* [READING TEXT]:
Aristotle and the University of Paris in Medieval Western Thought

The story of Aristotle’s reintroduction into Western thought is intimately tied to the emergence of a university in 13th century Paris. Considered separately, these two events chronicle different aspects of the ascent of the High Middle Ages. Taken together, they provide a unique view into the intellectual, political, and social world of Europe during the 1200s. Reflective of wider changes in Latin Christendom, their story illustrates the beginning of the end for a world bound within the confines of orthodoxy that culminates in the upheavals of the 16th century. The period is marked on each side by Aristotle’s two greatest proponents, the death of Averroes in 1198 and the canonization of Thomas Aquinas in 1323. Between these years the fortunes of both the Greek and his disciples rise and fall with the religio-political currents that pass through Paris. It is important to note what factors lead to this shift in order to understand its impact when it occurs.

First, consideration must be given to Aristotle’s disappearance. In exploring the Philosopher’s circuitous trek through the intellectual basin of the Mediterranean we pass the encyclopedic Boethius, Arabic diffusion, the first wave of translators, and the rise of Scholasticism, until finally settling in Spain at the deathbed of Averroes. At the same time, in the cathedral schools of Paris, we find the rise of the urban population and the early years of organizational chaos that coalesce into the University. After studying these decades leading up to the 13th century, we next must consider their collision in the years between 1200 and 1215. In these years the battle between factions within and without the Church will often be raged under the question of Aristotelian orthodoxy. However, the work of Thomas Aquinas will create a new respect for Aristotelianism within the universities of Europe. Finally, in the struggles of the 1260s and 1270s we will see questions of authority once again threaten the teaching of Aristotle.

In the centuries of transition from the order and stability of the Roman Empire to the local pockets of power that marked the Early Middle Ages, Western thought in the form of classical learning experienced a dramatic recession. This phenomenon can be attributed to two causes: the changing shape of education and the growing isolation of communities from a once Empire-spanning network. The first cause prevented the passing of ancient learning from one generation to the next, while the second ensured that what learning did survive rarely left the confines of its own locality. In education, the Roman model necessitated having fewer children but investing heavily in their intellectual growth. This included personal tutors and a high demand for literacy. However, as the reigns of power in Europe passed from Roman to German hands, so did the common education model morph from one that stressed education as a necessary training for an active role in Empire to one that required more skill with swords than words.1

The Church alone remained an exception to this. Here, however, the second cause took greater effect. Isolation in the increasingly popular monastic communities meant that a large amount of Europe’s intellectual wealth remained disconnected. Only when the Cluniac reforms and the relative stability of the late 10th century arrive do travel become commonplace among the different coenobitic communities. What remains continuous of classical learning is preserved by these clergymen, and they provide the nucleus for scattered spikes in learning, such as the Carolingian Renaissance. Through these efforts ancient learning is preserved and transmitted to later centuries.

* [PROVIDED INFORMATION]:
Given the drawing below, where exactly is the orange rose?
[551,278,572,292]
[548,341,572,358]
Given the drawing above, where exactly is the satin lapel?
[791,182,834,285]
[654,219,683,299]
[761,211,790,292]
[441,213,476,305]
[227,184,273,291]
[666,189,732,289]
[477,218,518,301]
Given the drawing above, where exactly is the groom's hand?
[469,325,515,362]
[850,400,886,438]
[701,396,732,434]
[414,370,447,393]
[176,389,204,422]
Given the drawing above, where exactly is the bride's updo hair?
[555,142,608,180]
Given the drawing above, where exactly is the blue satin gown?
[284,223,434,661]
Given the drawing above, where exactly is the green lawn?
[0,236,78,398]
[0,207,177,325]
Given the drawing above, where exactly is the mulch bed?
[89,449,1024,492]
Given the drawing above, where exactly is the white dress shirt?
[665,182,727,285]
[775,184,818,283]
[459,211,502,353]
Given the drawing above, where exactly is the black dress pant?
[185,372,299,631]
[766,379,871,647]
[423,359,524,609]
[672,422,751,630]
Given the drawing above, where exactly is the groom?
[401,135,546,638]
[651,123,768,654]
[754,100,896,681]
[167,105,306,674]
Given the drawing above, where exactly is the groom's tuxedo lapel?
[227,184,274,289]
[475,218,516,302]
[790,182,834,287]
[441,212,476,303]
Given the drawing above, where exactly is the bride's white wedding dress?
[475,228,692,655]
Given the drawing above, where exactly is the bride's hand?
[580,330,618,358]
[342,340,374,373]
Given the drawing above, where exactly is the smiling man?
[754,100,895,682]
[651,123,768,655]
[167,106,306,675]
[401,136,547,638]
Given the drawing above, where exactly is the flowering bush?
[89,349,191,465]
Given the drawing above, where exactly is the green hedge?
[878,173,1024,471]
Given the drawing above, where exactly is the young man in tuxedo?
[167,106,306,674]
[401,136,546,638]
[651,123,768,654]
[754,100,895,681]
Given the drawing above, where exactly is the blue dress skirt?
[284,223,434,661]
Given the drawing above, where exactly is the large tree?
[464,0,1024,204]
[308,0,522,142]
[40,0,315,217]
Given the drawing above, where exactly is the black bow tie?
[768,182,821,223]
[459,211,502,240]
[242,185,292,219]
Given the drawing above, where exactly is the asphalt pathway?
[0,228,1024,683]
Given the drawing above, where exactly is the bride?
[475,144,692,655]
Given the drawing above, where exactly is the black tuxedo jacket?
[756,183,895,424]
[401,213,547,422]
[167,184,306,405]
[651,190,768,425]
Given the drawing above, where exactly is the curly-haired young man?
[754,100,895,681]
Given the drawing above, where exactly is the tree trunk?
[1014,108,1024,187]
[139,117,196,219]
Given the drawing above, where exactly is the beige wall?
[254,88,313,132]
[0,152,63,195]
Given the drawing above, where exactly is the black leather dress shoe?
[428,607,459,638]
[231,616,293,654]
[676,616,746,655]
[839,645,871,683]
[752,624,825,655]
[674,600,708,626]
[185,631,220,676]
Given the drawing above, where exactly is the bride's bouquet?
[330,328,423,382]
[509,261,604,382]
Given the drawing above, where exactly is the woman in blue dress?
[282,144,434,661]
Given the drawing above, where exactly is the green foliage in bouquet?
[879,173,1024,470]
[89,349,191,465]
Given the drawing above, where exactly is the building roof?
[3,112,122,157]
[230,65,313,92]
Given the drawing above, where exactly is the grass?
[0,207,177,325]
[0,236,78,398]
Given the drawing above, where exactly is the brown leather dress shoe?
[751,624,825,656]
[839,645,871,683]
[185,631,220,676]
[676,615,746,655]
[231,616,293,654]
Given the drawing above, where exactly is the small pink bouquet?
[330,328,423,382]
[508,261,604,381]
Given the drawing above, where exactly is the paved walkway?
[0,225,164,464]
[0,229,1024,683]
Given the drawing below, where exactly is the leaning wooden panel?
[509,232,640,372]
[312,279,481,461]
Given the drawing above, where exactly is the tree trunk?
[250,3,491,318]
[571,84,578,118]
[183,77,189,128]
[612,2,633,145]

* [PROMPT 1]: List every person named in the text on Aristotle and the University of Paris.
* [PROMPT 2]: Transcribe part of the text on Aristotle and the University of Paris, beginning at the words "The Church alone" and stopping after "to later centuries.".
The records are separate material and have no connection to the text on Aristotle and the University of Paris.

* [FULL ANSWER 1]: Aristotle, Averroes, Thomas Aquinas, Boethius

* [FULL ANSWER 2]:
The Church alone remained an exception to this. Here, however, the second cause took greater effect. Isolation in the increasingly popular monastic communities meant that a large amount of Europe’s intellectual wealth remained disconnected. Only when the Cluniac reforms and the relative stability of the late 10th century arrive do travel become commonplace among the different coenobitic communities. What remains continuous of classical learning is preserved by these clergymen, and they provide the nucleus for scattered spikes in learning, such as the Carolingian Renaissance. Through these efforts ancient learning is preserved and transmitted to later centuries.